## TASK DESCRIPTION
Your output must consist solely of the lines from the one containing "of the field" through the end of the records, reproduced exactly.

++++++++

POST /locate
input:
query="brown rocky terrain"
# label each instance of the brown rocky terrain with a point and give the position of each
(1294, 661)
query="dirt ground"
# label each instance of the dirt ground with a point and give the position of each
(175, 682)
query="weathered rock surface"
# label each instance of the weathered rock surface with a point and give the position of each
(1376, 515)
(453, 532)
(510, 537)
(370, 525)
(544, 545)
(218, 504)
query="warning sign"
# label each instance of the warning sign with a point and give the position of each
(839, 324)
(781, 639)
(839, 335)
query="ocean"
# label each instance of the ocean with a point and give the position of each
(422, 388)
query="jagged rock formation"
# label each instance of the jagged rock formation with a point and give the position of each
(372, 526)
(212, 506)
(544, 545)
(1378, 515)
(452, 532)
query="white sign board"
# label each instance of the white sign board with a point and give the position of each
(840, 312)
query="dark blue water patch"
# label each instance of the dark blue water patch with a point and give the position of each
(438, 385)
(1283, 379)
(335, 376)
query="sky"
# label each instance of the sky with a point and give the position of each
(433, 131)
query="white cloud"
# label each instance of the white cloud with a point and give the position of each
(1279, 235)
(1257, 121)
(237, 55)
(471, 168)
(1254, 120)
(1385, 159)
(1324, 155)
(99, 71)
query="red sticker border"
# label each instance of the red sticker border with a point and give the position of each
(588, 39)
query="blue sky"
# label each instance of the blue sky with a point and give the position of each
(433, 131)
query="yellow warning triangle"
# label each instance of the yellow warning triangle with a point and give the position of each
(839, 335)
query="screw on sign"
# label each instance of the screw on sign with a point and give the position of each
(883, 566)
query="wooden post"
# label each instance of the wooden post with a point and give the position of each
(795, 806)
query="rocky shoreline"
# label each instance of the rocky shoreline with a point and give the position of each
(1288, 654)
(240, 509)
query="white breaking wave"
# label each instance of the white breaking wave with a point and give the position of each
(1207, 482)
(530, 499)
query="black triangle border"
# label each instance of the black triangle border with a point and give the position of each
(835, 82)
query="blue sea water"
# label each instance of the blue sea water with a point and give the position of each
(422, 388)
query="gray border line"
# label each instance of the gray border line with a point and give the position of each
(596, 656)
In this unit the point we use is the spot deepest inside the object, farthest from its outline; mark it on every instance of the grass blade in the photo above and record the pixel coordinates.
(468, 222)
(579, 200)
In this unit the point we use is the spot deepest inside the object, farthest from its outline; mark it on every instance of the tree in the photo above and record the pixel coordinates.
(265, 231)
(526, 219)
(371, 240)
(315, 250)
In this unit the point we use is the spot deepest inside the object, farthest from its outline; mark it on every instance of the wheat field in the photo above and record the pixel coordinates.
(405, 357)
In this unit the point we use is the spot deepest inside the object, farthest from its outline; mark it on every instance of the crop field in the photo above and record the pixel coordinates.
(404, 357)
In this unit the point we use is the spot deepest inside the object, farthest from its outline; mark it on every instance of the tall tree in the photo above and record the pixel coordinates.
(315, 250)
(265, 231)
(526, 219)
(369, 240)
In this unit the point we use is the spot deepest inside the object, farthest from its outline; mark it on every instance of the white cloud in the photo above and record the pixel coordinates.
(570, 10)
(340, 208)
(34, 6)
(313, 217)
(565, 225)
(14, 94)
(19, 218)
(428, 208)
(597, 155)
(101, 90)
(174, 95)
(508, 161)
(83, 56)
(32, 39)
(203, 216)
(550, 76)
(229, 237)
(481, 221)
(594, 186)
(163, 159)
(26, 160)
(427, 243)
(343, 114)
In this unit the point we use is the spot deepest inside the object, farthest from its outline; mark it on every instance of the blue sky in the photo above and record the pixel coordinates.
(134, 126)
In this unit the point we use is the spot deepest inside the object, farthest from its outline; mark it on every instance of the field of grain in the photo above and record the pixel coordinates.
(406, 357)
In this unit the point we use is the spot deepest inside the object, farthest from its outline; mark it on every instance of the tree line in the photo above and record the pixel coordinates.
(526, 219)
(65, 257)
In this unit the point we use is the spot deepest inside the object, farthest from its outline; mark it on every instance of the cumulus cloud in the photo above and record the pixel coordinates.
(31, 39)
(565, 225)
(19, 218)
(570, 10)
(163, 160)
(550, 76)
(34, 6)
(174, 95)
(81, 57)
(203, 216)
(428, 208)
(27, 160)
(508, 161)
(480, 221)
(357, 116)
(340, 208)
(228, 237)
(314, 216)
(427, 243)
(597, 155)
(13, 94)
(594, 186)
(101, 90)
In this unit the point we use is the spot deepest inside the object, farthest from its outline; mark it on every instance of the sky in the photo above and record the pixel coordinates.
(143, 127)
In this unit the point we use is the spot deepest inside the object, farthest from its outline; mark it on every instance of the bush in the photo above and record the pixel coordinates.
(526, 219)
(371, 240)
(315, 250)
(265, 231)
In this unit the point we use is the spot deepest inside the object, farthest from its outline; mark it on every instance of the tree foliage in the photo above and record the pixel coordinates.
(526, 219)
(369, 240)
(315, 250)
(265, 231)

++++++++

## SOLUTION FOR THIS EXERCISE
In this unit the point we use is the spot deepest inside the object, farthest from its outline; mark it on every instance of the field of grain in the photo above and record the pixel coordinates.
(406, 357)
In this unit the point we use is the spot deepest inside the object, farthest from its outline; mark it on every instance of the tree line in the photo above and record the pixel coordinates.
(526, 219)
(65, 257)
In this unit the point we use is the spot deepest inside the object, farthest from its outline; mark it on every instance of the cumulus cloud in the photo above and record the pixel coordinates.
(31, 39)
(565, 225)
(19, 218)
(570, 10)
(163, 160)
(550, 76)
(34, 6)
(174, 95)
(81, 57)
(203, 216)
(428, 208)
(27, 160)
(508, 161)
(480, 221)
(357, 116)
(340, 208)
(228, 237)
(314, 216)
(427, 243)
(597, 155)
(13, 94)
(594, 186)
(101, 90)
In this unit the point we use is the spot deepest inside the object, farthest from its outline; mark it on every instance of the sky in the photo above and record the pixel coordinates.
(143, 127)
In this unit the point we use is the spot deepest inside the object, farthest from its outline; mark it on every instance of the bush in the photo above and record the pixel coordinates.
(526, 219)
(371, 240)
(315, 250)
(265, 231)
In this unit the point we use is the spot deepest inside the object, farthest from its outline; mark it on every instance of the tree foliage in the photo above and record the pixel coordinates.
(526, 219)
(369, 240)
(315, 250)
(265, 231)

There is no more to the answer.